Activity -> Give the line containing "Keypoint guideline: for each instance of the butterfly wing" again, exactly, along with all later lines of the entries, through the last one.

START Task input

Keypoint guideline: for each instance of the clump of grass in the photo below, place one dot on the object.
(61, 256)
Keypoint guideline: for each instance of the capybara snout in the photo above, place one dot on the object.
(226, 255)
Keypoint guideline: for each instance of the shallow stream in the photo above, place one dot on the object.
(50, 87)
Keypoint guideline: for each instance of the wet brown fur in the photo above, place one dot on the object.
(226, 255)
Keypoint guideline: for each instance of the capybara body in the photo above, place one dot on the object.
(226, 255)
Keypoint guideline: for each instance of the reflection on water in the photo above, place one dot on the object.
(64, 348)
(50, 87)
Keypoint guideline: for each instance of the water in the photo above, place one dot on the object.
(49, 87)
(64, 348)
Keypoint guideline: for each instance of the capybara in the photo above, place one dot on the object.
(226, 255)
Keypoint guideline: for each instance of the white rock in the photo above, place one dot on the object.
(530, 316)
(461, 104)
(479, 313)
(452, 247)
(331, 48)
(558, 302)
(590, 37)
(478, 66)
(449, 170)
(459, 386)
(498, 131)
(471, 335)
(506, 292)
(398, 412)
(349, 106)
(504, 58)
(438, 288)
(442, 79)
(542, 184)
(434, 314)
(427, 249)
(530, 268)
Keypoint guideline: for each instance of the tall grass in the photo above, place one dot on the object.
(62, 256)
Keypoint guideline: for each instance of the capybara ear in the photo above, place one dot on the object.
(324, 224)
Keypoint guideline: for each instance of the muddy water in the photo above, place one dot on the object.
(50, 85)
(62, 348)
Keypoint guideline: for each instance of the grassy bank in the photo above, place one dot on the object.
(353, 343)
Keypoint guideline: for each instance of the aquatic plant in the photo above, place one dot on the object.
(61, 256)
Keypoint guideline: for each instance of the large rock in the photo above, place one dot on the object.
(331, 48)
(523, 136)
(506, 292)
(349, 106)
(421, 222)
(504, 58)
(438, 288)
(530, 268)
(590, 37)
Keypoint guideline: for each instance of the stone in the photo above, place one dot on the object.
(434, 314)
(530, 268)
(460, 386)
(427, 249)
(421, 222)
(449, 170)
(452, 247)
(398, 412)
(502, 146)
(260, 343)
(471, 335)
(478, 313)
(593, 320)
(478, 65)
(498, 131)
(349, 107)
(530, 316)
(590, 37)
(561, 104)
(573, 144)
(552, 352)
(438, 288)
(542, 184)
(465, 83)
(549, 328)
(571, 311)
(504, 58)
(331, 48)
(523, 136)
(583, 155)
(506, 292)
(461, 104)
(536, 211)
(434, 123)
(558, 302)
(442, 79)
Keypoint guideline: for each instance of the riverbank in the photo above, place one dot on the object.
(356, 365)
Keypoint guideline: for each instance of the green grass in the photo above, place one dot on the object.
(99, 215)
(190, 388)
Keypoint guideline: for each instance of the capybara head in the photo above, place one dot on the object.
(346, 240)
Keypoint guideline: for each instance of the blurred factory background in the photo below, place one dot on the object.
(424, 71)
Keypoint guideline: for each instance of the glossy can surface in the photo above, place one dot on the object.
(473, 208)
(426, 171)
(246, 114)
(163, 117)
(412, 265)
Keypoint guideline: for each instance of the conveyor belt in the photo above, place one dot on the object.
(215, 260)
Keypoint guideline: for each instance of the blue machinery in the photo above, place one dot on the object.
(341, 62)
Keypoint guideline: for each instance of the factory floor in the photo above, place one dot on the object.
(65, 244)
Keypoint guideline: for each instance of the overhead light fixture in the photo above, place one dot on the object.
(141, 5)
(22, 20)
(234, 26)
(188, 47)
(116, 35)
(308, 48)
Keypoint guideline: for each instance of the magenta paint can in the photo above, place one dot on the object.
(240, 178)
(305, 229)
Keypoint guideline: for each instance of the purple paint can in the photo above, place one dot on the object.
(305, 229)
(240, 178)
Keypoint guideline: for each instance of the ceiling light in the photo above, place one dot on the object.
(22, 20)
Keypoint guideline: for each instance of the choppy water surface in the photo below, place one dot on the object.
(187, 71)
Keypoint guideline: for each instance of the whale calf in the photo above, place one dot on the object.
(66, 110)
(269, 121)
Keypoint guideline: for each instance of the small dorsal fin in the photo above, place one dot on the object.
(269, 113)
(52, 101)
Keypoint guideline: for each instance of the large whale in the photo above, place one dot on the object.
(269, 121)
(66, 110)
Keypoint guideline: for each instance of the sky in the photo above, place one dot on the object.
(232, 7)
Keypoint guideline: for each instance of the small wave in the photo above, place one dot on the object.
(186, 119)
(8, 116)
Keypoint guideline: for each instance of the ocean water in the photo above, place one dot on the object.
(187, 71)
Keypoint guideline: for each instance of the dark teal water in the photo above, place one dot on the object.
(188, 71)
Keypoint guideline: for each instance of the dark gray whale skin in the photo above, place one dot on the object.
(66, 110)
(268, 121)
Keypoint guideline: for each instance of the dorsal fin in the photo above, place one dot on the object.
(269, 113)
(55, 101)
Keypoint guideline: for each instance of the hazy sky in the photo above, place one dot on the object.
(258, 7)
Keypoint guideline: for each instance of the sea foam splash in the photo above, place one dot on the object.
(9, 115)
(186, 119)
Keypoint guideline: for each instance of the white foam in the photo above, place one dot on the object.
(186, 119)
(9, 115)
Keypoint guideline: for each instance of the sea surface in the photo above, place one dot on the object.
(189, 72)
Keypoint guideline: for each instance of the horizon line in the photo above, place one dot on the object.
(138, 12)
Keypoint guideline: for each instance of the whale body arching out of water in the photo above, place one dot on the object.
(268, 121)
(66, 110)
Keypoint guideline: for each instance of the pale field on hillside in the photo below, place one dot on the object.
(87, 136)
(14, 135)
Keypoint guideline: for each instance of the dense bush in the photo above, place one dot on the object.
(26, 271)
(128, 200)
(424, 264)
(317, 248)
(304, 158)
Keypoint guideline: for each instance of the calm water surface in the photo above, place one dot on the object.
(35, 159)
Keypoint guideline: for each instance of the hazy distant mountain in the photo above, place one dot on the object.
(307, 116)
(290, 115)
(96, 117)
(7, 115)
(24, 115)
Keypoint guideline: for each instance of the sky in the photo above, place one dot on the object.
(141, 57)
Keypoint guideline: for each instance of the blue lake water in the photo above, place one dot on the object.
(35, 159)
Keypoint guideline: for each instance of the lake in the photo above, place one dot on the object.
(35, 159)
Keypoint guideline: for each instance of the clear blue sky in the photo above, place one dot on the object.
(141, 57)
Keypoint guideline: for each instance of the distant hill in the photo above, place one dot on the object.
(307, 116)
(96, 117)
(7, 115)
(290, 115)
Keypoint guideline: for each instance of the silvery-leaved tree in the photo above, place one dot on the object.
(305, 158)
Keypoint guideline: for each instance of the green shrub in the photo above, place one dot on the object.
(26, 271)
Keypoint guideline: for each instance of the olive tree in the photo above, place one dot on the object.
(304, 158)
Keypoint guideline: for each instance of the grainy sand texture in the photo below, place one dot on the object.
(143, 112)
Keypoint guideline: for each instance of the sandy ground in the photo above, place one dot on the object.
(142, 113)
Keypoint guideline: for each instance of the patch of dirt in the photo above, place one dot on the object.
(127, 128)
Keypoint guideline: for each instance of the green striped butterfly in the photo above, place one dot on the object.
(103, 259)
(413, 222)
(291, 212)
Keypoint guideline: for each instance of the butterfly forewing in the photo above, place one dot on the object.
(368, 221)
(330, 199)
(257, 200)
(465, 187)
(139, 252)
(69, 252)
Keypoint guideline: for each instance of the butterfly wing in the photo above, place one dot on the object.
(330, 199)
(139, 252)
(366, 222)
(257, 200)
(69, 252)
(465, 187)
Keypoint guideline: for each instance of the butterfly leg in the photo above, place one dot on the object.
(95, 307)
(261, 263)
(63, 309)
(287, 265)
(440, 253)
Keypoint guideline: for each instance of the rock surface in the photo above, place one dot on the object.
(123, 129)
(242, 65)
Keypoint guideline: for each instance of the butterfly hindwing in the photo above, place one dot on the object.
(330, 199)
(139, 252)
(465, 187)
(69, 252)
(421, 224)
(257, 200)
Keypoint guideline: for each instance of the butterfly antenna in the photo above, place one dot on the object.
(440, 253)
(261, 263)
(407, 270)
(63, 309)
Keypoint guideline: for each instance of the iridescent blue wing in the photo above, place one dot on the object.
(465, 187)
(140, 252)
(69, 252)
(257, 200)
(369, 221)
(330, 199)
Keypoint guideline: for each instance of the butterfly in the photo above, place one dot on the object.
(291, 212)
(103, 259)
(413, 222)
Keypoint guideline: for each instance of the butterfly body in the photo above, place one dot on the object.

END Task input

Answer section ->
Keypoint guideline: for each instance of the butterfly wing in the photo above, place one dot on the object.
(330, 199)
(139, 252)
(366, 222)
(257, 200)
(69, 252)
(465, 187)
Keypoint guideline: for each instance of the butterfly leg in the photo above, place one dot on the object.
(95, 307)
(261, 263)
(63, 309)
(287, 265)
(440, 253)
Keypoint guideline: for each instance of the rock surface in the photo above, place one dot on the object.
(123, 129)
(242, 65)
Keypoint guideline: for each instance of the butterfly hindwing in the photo above, place one dot on the object.
(330, 199)
(139, 252)
(465, 187)
(69, 252)
(421, 224)
(257, 200)
Keypoint guideline: for each instance of the butterfly antenna in the photo above, place one dot on the object.
(440, 253)
(261, 263)
(407, 270)
(63, 309)
Keypoint guideline: for each instance of the iridescent blue wing in the photo above, place one dot on the object.
(465, 187)
(140, 252)
(69, 252)
(257, 200)
(369, 221)
(330, 199)
Keypoint guideline: for each instance of the butterfly in the photo above, place one dot on the object.
(291, 212)
(103, 259)
(413, 222)
Keypoint guideline: for each instance of the butterfly body in the photo above, place one dot on the object.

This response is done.